EXERCISE PROMPT: Nothing but a number should be given: how many lines in the listing contain the word "saucepan".

INPUT:
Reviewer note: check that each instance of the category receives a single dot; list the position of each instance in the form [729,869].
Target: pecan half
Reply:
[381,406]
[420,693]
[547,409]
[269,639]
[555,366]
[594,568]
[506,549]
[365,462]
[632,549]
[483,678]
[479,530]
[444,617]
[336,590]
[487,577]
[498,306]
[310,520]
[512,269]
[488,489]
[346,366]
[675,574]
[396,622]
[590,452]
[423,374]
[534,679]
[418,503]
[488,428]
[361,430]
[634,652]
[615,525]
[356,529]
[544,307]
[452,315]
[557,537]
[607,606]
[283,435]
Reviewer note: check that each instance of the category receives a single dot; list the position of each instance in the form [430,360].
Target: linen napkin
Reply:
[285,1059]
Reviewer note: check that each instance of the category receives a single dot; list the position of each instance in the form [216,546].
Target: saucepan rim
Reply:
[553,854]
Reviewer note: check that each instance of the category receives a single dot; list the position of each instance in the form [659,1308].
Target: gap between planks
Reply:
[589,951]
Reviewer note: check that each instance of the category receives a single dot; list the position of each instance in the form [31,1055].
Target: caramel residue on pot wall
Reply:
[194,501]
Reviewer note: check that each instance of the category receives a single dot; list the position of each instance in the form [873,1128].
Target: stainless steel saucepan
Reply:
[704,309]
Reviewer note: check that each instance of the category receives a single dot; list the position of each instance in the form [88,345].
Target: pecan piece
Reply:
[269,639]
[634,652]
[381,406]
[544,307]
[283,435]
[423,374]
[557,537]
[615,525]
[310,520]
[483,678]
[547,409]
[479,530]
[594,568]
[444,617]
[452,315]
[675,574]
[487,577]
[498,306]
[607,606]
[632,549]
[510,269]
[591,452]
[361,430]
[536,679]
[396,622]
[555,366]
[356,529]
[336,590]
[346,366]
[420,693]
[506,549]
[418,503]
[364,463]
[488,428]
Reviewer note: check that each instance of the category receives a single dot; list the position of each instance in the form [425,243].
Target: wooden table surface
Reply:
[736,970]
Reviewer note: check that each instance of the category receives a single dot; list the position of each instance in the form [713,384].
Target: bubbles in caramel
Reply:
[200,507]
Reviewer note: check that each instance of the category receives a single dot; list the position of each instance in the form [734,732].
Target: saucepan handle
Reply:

TASK RESPONSE: 3